--- START ---
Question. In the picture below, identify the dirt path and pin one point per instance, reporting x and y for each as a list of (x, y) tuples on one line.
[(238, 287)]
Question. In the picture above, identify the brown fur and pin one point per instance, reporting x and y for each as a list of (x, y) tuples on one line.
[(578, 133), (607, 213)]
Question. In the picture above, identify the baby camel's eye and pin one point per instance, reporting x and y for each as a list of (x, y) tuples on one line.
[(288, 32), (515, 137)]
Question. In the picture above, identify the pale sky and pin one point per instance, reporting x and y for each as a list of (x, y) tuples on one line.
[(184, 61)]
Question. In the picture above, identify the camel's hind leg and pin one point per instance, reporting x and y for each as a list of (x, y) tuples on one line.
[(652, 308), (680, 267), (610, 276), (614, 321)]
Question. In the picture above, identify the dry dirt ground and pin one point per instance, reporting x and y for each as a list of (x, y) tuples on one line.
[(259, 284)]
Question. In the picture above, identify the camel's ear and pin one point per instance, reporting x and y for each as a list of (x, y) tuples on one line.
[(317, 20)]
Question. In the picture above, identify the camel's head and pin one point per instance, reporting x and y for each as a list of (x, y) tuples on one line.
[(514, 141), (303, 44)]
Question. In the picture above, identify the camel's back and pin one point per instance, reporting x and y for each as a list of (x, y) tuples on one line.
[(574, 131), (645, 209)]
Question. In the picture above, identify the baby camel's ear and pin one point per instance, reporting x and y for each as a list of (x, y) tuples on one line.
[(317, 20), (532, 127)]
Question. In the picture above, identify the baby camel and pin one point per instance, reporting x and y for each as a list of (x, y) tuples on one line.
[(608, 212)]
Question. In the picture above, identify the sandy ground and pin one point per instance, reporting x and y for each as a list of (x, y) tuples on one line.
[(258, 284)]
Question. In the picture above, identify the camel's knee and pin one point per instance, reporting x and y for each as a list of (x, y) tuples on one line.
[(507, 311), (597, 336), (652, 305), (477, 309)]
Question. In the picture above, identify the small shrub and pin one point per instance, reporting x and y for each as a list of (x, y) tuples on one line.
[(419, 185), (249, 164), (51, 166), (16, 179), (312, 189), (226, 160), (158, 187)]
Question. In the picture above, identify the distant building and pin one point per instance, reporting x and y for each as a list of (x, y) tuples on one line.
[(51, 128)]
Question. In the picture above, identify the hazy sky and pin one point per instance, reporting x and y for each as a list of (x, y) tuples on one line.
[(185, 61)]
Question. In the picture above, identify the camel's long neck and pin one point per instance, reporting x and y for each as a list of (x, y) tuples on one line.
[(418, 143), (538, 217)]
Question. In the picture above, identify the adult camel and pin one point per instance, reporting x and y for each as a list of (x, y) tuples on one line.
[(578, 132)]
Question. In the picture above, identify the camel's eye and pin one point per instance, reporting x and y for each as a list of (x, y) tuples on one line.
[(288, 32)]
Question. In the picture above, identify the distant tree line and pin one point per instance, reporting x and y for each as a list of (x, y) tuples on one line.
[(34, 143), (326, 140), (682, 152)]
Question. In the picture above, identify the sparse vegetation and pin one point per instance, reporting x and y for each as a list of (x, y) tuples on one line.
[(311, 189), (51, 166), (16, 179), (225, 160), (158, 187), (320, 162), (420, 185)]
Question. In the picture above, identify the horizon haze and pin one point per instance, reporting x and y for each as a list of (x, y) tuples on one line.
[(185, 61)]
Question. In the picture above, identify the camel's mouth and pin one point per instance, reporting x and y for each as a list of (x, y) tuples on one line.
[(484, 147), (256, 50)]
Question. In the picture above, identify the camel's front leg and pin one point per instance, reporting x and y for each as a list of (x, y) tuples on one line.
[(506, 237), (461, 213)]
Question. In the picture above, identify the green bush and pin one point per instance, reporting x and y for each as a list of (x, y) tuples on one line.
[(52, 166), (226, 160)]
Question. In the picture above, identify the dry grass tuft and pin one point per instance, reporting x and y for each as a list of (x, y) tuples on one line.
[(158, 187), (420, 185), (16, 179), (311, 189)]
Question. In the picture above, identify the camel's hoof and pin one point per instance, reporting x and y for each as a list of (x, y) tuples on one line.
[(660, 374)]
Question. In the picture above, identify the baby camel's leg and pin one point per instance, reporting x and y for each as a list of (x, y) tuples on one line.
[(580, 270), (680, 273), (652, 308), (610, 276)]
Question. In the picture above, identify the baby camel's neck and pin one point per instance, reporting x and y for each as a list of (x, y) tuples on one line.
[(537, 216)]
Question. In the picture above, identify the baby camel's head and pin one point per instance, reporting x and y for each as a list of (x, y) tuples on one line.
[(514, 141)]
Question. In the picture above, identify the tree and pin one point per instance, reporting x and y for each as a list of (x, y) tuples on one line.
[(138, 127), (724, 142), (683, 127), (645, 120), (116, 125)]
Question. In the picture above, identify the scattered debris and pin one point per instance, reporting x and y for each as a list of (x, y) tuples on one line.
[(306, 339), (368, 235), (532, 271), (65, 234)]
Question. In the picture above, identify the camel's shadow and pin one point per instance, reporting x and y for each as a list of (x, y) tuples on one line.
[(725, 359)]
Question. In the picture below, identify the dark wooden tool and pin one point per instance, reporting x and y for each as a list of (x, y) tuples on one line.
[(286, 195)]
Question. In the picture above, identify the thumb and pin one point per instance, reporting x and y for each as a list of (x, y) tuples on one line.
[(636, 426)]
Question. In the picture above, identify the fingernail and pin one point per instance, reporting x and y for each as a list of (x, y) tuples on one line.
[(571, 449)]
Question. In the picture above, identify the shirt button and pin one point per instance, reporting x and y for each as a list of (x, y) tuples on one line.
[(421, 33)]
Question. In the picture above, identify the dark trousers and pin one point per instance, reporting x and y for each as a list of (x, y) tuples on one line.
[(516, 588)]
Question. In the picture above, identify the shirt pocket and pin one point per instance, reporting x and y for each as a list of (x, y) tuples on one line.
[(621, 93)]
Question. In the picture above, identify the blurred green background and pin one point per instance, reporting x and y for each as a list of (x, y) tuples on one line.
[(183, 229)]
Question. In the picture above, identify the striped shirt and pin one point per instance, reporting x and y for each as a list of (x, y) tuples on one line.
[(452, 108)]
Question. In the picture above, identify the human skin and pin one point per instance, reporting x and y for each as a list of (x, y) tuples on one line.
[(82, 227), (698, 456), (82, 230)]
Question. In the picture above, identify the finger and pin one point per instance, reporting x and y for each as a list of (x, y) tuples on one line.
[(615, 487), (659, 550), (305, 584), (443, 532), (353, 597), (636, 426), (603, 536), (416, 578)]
--- END ---
Return the data from the top line through the bottom line exactly.

Response to this task
Question. In the picture below, identify the dirt path and pin one point per instance, reporting x and y for each as a list of (x, y) tuples on one line.
[(238, 287)]
Question. In the picture above, identify the brown fur and pin one point per instance, reporting x and y for each as a list of (x, y) tuples on one line.
[(578, 133), (607, 213)]
Question. In the picture above, identify the baby camel's eye and pin one point per instance, reporting x and y for each as a list of (x, y) tuples on one line.
[(288, 32), (515, 137)]
Question. In the picture above, identify the pale sky and pin one point per instance, reporting x and y for each as a list of (x, y) tuples on one line.
[(184, 61)]
Question. In the picture above, identify the camel's hind leg and pin one point per instance, reporting x and y for each as a list of (x, y) tuples on one line.
[(652, 308), (680, 267), (610, 276), (614, 321)]
Question. In the picture above, identify the dry dirt ground and pin one point per instance, reporting x and y for each as a list of (x, y) tuples on one line.
[(259, 284)]
Question. In the picture above, identify the camel's ear and pin one point per instance, reporting x and y for each as a list of (x, y) tuples on one line.
[(317, 20)]
Question. In the picture above, identify the camel's head and pin one point per instance, reporting x and y for each as a list of (x, y) tuples on one line.
[(514, 141), (303, 44)]
Question. In the picture above, identify the camel's back and pin one point per instance, reporting x and y for each as a list of (x, y) tuples on one line.
[(574, 131), (645, 209)]
Question. In the picture above, identify the baby camel's ear and pin one point per instance, reporting x and y for each as a list of (x, y) tuples on one line.
[(317, 20), (532, 127)]
Question. In the picture above, identify the baby camel and pin one point per instance, reporting x and y for each as a list of (x, y) tuples on one line.
[(608, 212)]
Question. In the picture above, identify the sandy ground and pin one point per instance, reporting x and y for each as a list of (x, y) tuples on one line.
[(258, 284)]
Question. In the picture above, identify the camel's knee and pin one point per instance, reporting x and y for each as a list of (x, y) tuples on one line.
[(507, 311), (597, 336), (652, 305), (477, 309)]
Question. In the picture above, identify the small shrub and pin one point per instance, reporting x and y for each as a list of (x, y) tuples on one line.
[(419, 185), (249, 164), (51, 166), (16, 179), (312, 189), (226, 160), (158, 187)]
Question. In the picture above, identify the distant building and pin one point per instance, reporting x and y for each as a list of (x, y) tuples on one line.
[(51, 128)]
Question. In the picture above, identify the hazy sky and pin one point per instance, reporting x and y for each as a list of (x, y) tuples on one line.
[(185, 61)]
Question. In the picture above, identify the camel's long neck and pin one point per instance, reporting x and y for each as a list of (x, y) tuples on one line.
[(418, 143), (538, 217)]
Question. In the picture above, identify the adult camel and pin one point per instance, reporting x and y for each as a list of (x, y) tuples on one line.
[(578, 132)]
Question. In the picture above, identify the camel's eye and pin one point per instance, reporting x and y for each as a list of (x, y) tuples on one line.
[(288, 32)]
Question. In the picture above, identify the distant tree line and pin one point per instance, reporting x and y for each as a list of (x, y) tuples on one line.
[(34, 143), (326, 140), (682, 152)]
Question. In the picture above, identify the sparse vegetation and pin one point per instance, reporting x and y for each as a list of (x, y) tuples on one line.
[(311, 189), (51, 166), (16, 179), (225, 160), (158, 187), (320, 162), (420, 185)]
Question. In the picture above, identify the horizon haze and pin one point per instance, reporting x and y for each as a list of (x, y) tuples on one line.
[(185, 61)]
Question. In the picture above, identify the camel's mouth and pin one point per instance, reporting x and y for each as a list of (x, y) tuples on one line.
[(484, 147), (256, 50)]
Question. In the picture above, identify the camel's front leg and pin one point per instance, reporting x and y for each as a list of (x, y) tuples on one line.
[(506, 237), (461, 213)]
Question. In the picture above, identify the green bush and pin one point per instance, reporting x and y for each as a list of (x, y) tuples on one line.
[(52, 166), (226, 160)]
Question. In the picture above, identify the dry grass tuft and pin one point per instance, reporting x and y for each as a list of (x, y) tuples on one line.
[(158, 187), (420, 185), (16, 179), (311, 189)]
Question. In the picture above, identify the camel's hoof and pin one point per instance, reporting x and y for each as a list of (x, y) tuples on one line.
[(660, 374)]
Question. In the picture above, identify the baby camel's leg and pin one point per instance, reporting x and y for each as a list of (x, y) tuples on one line.
[(580, 270), (680, 273), (652, 308), (610, 276)]
Question. In the picture above, identify the baby camel's neck and pin one point per instance, reporting x and y for each as a list of (x, y) tuples on one line.
[(537, 216)]
Question. In the picture above, identify the baby camel's head and pin one point per instance, reporting x and y for each as a list of (x, y) tuples on one line.
[(514, 141)]
Question. In the picture above, identify the tree and pin one point per instance, reporting x and y for each as a list of (x, y) tuples on one line.
[(138, 127), (724, 142), (683, 127), (645, 120), (116, 125)]
Question. In the picture above, identify the scattered debris and pin one point per instance, reporting x and y for each as a list of (x, y) tuples on one line.
[(306, 339), (368, 235), (532, 271), (65, 234)]
Question. In the picture above, identify the camel's shadow and pin one point per instance, reporting x and y for each as a list of (x, y) tuples on one line.
[(725, 359)]
Question. In the picture below, identify the dark wooden tool and pin one point per instance, reporting x and y for each as a list of (x, y) tuples on one line.
[(286, 195)]
Question. In the picture above, identify the thumb and pin one point per instance, reporting x and y for each as a list of (x, y) tuples on one line.
[(636, 426)]
Question. In the picture above, identify the fingernail and pin one point per instance, reporting x and y for each as a list of (x, y) tuples on one line.
[(571, 449)]
Question. In the picture above, identify the shirt button and pin one point per instance, reporting x and y for each as a list of (x, y) tuples on one line.
[(421, 33)]
Question. In the picture above, identify the dark trousers and pin one point per instance, reporting x and y for each as a list of (x, y) tuples on one line.
[(516, 588)]
Question. In the picture above, identify the shirt pocket and pin one point per instance, reporting x and y for each as a list of (x, y) tuples on one line.
[(621, 93)]
Question. In the picture above, identify the blurred green background and pin one point per instance, reporting x and y for each as a list of (x, y) tuples on one line.
[(183, 229)]
Question. In the picture above, identify the striped shirt and pin one point per instance, reporting x and y for each as a list of (x, y) tuples on one line.
[(452, 108)]
Question. In the picture above, identify the human skin and pin one point per instance, reporting x and y for each as a list of (x, y) tuples on one line.
[(82, 227), (698, 456), (82, 230)]
Question. In the picture above, identify the finger and pin one point per instance, reporting x and y for each as a list of (x, y) tuples on one line.
[(615, 487), (659, 550), (305, 584), (443, 532), (353, 597), (636, 426), (603, 536), (416, 578)]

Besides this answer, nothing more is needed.